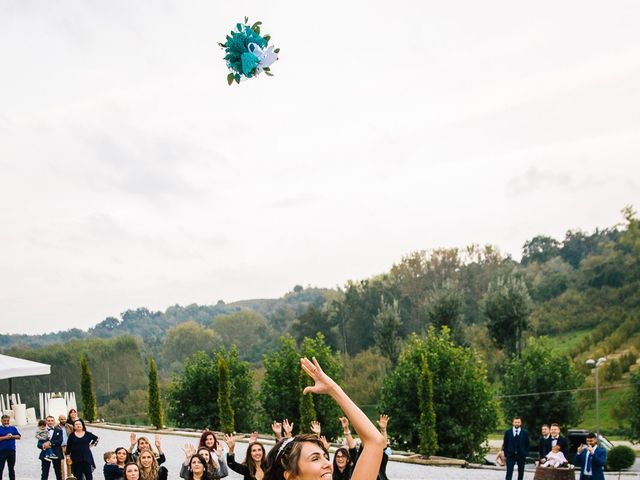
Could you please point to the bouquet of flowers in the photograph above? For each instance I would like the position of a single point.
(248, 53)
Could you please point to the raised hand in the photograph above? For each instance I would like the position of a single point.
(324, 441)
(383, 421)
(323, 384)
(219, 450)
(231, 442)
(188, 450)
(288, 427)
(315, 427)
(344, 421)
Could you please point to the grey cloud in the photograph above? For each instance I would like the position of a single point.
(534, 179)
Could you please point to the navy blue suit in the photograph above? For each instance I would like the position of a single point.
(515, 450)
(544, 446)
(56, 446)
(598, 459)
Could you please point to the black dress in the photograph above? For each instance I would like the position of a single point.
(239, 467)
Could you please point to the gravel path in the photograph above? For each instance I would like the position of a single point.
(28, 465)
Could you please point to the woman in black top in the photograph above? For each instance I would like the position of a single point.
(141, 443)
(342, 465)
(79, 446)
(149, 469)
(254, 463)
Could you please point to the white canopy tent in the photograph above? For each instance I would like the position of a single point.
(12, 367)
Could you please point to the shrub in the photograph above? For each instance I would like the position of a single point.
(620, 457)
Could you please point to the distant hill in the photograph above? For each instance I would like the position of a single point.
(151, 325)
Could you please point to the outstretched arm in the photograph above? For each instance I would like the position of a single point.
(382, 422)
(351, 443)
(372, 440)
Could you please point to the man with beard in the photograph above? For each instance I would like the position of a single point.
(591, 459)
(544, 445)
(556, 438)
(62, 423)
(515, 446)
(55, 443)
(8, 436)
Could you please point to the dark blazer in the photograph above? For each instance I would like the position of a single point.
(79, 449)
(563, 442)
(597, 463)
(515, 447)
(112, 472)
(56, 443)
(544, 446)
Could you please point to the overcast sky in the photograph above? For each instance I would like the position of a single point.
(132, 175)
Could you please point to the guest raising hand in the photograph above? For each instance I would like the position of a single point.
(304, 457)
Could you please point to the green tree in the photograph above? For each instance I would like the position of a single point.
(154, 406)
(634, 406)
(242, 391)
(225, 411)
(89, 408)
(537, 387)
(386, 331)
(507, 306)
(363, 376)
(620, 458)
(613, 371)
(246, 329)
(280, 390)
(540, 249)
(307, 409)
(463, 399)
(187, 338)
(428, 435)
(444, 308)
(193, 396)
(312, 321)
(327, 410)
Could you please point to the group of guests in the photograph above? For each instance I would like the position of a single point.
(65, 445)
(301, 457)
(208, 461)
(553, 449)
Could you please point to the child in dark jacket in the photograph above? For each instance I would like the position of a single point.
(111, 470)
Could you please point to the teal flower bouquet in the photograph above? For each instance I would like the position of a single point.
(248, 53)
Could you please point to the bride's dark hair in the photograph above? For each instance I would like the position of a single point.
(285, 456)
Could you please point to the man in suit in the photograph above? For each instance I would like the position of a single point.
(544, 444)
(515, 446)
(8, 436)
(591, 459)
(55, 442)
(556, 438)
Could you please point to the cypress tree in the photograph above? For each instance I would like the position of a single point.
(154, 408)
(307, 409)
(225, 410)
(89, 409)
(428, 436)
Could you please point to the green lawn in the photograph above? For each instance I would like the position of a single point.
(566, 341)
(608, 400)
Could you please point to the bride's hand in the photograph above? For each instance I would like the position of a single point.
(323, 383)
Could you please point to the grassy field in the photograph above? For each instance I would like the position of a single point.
──────
Retype the data above exactly, dropping every picture.

■ RESULT OF THE EXERCISE
Could you please point to the bouquet of flowers in the photograph above? For each instance I would like the position of a single point.
(248, 53)
Could you please point to the raised hand in the photograph above? For each instance I would like the position of a single point.
(324, 441)
(383, 421)
(323, 384)
(219, 450)
(231, 442)
(188, 450)
(288, 427)
(315, 427)
(344, 421)
Could you please point to the grey cloud in the photograph above? For each instance I would like the position of a single point.
(534, 179)
Could you please point to the navy blue suit in the photograph above? For each instance I would like the position of a single point.
(515, 450)
(544, 446)
(56, 446)
(598, 459)
Could you please point to the black dress in the photograph above? For each instance I would like the position of a single point.
(239, 467)
Could you please point to the gravel path in the photograph above? For each instance I would like the position of a single point.
(28, 465)
Could you please point to the woman in black top in the photograph above? For each instance I would like the position of a single point.
(141, 443)
(342, 465)
(79, 446)
(149, 469)
(254, 463)
Could you please point to the white canopy tent in the photograph above? For each instance I would like the position of a single point.
(12, 367)
Could you please point to the shrub in the photograph above? For each instance I would like the position of a single point.
(620, 457)
Could you please point to the distant hill in the photograph above? For each instance I would like the position of a single point.
(151, 325)
Could you please point to the outstretched arm in the photograph above? For each instance I would like the position of a single point.
(382, 422)
(351, 443)
(372, 440)
Could you please point to the man with beard in the photograph above? For each instance I would like the position of a single point.
(591, 459)
(544, 445)
(556, 438)
(62, 423)
(515, 446)
(55, 443)
(8, 436)
Could you please point to the dark blazer in the photograph above? For each instance I would like the position of a single point.
(79, 449)
(563, 442)
(597, 463)
(515, 447)
(112, 472)
(56, 443)
(544, 446)
Could you please point to the overcast sky in the photograph above? For each instance I would like the position of a single point.
(132, 175)
Could you please point to the guest raising hand in the photograph above? For each instance I would like the position of a single point.
(304, 457)
Could you please point to the green tree in the photograph above? For each instance I would like the position of a single point.
(154, 406)
(634, 406)
(242, 391)
(225, 411)
(89, 408)
(537, 387)
(386, 331)
(507, 306)
(363, 376)
(620, 458)
(613, 371)
(246, 329)
(280, 390)
(540, 249)
(307, 409)
(463, 399)
(187, 338)
(428, 435)
(444, 308)
(193, 396)
(312, 321)
(327, 410)
Could you please point to the group of guests in the photograph above? For each instance I would like the position of a single point.
(65, 445)
(301, 457)
(208, 461)
(553, 449)
Could you please point to the child in dark jacket in the photograph above? For each instance I would like the position of a single point.
(111, 470)
Could you please point to the teal flower bouquet in the photograph above? For each instance I would like the position of a single point.
(248, 53)
Could you please point to the bride's dark hair in the photograph above? For each instance I would like the position of a single point.
(285, 456)
Could you please point to the man in suit in the photograph above? For each instance I would like the position of a single point.
(544, 444)
(515, 446)
(8, 436)
(591, 459)
(55, 442)
(556, 438)
Could you please point to the cypress tree in the photograph above? For each instance I would like the position of a single point.
(154, 408)
(307, 409)
(225, 410)
(89, 409)
(428, 436)
Could you please point to the green lawn in the photograph above? For each instance I would like the position of a single point.
(566, 341)
(608, 400)
Could you please point to the bride's hand in the photograph above? For each instance I would like the position of a single point.
(323, 383)
Could you please point to the grassy field in the photograph above? For each instance I would like the position of a single point.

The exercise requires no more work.